Prompt
Work out how many lines in the data below include "green", then reply with that number only.

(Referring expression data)
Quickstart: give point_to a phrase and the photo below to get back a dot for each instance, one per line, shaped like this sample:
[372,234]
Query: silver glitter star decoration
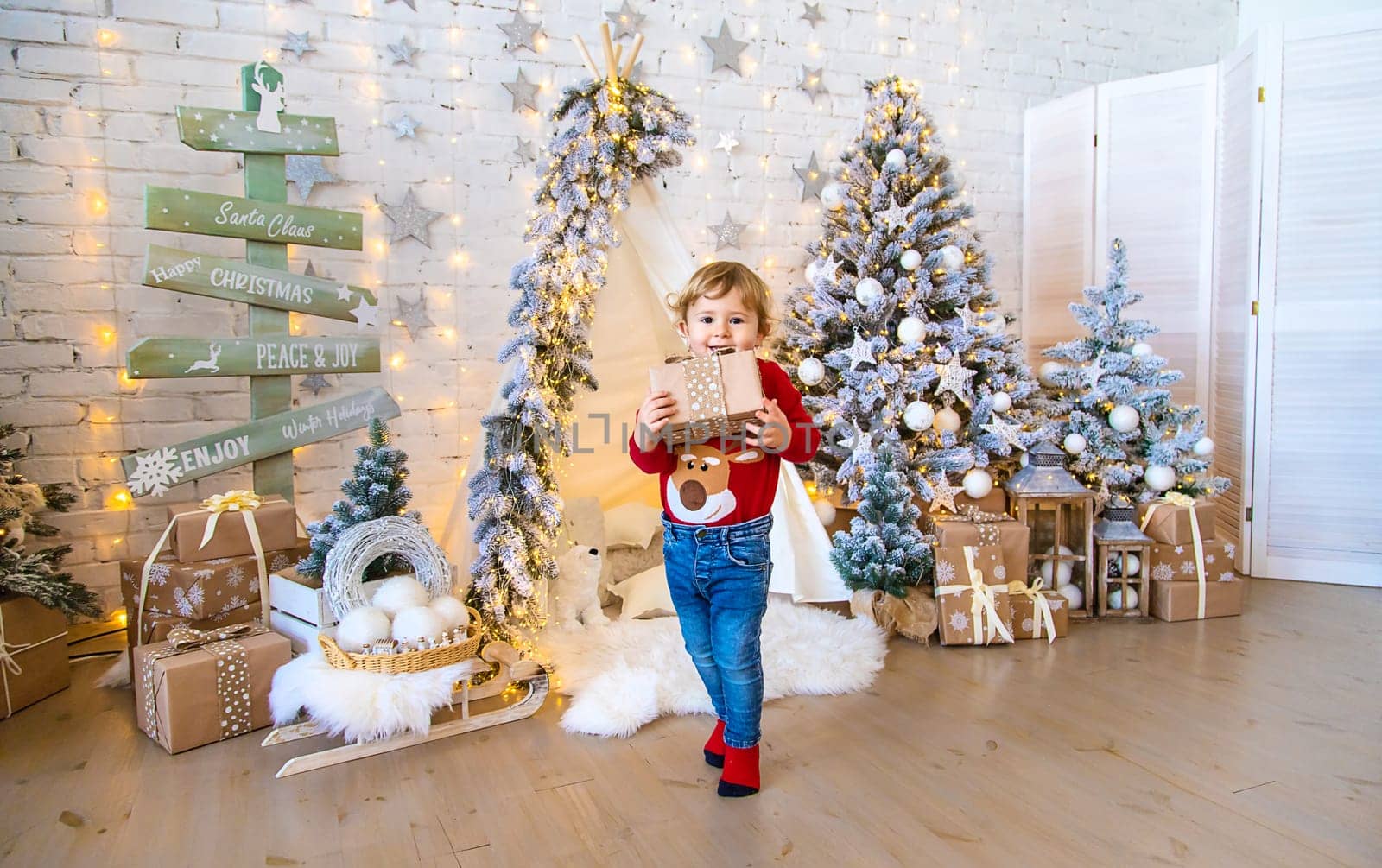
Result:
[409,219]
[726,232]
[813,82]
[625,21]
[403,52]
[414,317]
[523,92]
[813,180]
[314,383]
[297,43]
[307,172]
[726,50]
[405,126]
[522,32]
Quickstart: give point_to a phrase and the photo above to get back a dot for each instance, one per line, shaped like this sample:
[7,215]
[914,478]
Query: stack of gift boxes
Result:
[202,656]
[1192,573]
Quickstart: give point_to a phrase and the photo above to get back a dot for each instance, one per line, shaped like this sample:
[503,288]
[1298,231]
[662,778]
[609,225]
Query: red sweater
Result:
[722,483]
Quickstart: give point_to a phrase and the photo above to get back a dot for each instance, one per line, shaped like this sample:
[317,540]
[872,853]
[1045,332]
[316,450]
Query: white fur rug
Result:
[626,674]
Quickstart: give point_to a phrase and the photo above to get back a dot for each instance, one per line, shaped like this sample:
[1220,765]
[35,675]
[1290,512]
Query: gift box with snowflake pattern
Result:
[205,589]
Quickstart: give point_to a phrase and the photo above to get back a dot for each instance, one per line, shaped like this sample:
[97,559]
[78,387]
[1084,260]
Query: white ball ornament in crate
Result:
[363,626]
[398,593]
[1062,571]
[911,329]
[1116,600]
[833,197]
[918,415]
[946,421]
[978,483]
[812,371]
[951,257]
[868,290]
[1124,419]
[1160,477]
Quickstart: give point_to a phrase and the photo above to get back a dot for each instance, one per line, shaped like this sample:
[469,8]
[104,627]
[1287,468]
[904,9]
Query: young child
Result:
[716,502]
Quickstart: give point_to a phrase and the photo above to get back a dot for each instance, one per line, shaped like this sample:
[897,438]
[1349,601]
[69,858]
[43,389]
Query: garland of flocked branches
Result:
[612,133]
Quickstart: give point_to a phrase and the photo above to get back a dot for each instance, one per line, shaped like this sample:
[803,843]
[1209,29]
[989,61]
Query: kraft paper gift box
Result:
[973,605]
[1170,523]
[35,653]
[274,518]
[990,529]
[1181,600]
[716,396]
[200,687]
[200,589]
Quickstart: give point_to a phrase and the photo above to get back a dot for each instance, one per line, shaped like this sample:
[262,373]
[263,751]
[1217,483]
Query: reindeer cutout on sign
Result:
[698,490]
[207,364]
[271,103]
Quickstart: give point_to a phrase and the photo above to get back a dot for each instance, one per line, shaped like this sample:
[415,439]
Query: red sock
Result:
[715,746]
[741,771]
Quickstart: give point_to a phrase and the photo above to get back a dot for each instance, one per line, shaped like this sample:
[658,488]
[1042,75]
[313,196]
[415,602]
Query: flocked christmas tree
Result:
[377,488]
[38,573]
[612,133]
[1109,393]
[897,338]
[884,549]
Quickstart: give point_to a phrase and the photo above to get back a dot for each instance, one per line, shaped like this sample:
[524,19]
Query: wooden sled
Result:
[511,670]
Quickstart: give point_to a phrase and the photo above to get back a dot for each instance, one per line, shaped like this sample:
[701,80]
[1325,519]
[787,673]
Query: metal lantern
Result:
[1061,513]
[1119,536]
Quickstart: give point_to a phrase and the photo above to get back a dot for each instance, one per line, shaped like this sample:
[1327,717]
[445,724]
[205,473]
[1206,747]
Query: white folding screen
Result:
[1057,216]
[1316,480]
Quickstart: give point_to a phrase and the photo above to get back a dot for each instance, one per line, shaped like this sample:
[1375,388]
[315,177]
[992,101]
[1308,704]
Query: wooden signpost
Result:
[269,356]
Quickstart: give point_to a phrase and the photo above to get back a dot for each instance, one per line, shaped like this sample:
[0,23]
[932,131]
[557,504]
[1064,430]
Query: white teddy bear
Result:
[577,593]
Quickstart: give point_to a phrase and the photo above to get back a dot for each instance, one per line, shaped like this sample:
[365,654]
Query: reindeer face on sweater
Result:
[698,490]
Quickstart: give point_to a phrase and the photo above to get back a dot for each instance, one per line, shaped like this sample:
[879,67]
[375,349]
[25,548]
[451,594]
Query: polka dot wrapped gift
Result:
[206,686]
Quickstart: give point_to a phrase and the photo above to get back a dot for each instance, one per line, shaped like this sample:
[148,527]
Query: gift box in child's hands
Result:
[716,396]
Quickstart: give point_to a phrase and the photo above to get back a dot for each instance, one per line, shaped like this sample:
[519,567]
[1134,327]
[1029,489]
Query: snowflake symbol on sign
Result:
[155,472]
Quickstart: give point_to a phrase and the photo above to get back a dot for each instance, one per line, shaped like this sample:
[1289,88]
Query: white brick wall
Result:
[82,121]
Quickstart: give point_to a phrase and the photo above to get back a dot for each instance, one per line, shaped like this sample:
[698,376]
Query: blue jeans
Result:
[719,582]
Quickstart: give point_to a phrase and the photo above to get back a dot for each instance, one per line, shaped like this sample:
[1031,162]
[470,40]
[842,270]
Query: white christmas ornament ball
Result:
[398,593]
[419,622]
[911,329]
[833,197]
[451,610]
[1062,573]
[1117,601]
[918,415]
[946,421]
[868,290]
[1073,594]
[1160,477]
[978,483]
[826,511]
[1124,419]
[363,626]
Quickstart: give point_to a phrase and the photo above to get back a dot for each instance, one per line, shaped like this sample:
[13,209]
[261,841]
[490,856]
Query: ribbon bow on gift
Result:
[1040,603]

--

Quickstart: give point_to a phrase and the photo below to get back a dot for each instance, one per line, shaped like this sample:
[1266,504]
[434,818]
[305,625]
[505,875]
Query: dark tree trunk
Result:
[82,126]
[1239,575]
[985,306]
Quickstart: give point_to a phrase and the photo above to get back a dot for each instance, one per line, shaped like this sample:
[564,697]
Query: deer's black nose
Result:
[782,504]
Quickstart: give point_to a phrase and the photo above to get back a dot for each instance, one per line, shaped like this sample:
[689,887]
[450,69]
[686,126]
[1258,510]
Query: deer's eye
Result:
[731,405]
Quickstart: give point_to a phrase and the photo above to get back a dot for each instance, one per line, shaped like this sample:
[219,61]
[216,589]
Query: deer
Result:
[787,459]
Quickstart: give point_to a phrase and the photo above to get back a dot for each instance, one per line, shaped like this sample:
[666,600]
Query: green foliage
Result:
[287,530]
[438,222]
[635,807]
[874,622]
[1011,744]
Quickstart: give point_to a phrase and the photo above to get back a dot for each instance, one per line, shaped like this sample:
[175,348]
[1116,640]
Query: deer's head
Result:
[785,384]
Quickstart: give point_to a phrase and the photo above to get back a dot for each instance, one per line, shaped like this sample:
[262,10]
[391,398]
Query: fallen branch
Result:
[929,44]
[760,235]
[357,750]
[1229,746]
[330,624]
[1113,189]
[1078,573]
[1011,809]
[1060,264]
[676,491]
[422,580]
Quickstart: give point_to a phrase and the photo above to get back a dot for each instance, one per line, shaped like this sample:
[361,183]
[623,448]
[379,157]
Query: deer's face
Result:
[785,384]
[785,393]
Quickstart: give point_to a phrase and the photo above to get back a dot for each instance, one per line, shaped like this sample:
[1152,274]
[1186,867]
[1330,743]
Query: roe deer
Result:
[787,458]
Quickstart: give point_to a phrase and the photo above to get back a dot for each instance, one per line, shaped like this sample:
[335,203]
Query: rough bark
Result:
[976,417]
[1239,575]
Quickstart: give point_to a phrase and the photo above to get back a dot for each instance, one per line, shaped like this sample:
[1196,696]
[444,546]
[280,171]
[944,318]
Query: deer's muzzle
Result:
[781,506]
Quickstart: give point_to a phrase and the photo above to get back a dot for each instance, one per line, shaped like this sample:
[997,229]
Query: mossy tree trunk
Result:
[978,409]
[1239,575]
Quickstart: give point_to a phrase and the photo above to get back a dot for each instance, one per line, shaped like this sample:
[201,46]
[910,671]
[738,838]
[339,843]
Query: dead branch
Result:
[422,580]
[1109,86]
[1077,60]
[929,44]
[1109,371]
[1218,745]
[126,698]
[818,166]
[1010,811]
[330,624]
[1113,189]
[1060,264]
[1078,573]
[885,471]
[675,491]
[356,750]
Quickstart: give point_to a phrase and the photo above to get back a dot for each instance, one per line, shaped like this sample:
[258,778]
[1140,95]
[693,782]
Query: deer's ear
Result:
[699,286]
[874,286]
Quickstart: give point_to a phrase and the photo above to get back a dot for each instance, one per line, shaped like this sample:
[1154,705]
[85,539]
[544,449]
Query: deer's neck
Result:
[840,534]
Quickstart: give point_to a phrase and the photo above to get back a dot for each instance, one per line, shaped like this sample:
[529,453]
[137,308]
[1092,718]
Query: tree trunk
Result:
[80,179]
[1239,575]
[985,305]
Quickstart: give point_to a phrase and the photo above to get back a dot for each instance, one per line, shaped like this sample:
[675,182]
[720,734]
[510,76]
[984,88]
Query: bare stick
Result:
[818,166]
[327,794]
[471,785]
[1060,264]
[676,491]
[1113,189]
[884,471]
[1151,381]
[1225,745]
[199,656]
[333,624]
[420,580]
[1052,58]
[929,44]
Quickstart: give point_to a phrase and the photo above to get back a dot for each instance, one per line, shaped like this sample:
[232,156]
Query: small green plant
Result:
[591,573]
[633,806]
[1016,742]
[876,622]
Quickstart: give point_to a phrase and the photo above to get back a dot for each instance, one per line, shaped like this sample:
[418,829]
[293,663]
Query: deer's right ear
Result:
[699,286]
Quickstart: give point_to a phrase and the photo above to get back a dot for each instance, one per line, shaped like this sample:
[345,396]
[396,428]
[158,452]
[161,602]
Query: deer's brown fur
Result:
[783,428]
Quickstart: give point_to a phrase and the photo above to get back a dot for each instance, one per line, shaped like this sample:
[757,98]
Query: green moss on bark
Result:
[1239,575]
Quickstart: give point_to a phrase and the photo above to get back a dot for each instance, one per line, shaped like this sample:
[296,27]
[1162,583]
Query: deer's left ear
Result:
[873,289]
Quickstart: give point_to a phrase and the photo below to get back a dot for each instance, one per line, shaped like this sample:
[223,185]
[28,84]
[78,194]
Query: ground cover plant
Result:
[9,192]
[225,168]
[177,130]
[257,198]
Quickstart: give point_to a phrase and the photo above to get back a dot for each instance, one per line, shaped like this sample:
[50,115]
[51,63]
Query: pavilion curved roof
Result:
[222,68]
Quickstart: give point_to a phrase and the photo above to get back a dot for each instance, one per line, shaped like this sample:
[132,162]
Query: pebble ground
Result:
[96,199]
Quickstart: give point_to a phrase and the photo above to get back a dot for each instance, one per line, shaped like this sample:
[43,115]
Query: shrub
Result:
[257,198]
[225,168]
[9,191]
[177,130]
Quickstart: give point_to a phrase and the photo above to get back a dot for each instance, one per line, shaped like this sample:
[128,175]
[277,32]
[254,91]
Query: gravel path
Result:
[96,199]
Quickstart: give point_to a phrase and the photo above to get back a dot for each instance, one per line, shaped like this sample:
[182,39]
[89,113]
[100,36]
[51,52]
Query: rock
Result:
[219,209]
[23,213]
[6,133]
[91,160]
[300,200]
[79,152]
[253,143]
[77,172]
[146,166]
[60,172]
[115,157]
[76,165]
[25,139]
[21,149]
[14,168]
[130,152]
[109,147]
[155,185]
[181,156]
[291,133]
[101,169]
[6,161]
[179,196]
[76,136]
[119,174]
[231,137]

==

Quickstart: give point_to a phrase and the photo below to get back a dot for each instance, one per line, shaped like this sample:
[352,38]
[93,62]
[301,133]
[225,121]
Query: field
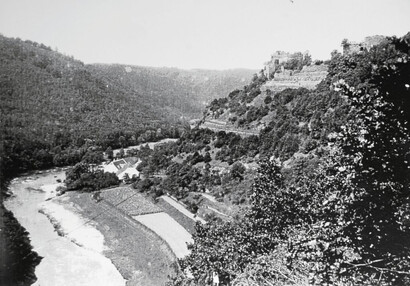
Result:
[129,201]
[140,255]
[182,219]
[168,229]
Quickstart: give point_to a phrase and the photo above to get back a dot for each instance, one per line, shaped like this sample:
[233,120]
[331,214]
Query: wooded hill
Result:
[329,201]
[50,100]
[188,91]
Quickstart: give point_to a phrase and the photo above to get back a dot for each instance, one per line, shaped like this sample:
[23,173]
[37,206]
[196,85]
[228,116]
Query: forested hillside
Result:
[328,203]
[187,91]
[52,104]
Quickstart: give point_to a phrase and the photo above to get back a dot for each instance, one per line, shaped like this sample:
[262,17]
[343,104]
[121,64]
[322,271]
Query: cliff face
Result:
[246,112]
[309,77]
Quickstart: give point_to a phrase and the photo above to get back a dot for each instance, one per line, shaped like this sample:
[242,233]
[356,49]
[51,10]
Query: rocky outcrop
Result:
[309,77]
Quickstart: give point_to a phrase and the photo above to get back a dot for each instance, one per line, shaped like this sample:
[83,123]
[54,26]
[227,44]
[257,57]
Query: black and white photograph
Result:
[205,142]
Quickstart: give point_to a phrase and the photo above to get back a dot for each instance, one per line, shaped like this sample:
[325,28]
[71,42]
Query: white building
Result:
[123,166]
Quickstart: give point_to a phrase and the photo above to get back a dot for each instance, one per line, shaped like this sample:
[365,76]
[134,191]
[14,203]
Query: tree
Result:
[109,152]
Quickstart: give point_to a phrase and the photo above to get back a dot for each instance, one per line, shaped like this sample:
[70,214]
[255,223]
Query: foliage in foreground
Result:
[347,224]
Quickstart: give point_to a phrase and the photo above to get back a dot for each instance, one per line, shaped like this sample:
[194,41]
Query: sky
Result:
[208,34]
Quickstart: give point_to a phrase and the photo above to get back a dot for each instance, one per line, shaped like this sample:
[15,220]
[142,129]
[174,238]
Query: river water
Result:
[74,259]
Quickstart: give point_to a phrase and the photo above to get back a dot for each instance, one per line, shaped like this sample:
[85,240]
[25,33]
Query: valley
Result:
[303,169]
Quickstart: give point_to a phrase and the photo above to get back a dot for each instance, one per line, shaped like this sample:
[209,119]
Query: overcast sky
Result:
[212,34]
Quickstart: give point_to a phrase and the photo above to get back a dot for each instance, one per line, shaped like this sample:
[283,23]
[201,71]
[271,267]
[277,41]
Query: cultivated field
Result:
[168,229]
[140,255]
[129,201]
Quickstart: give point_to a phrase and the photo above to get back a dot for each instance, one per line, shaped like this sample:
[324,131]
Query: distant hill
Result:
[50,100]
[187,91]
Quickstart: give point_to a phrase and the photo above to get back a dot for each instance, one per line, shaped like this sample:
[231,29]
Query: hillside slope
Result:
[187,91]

The completed task
3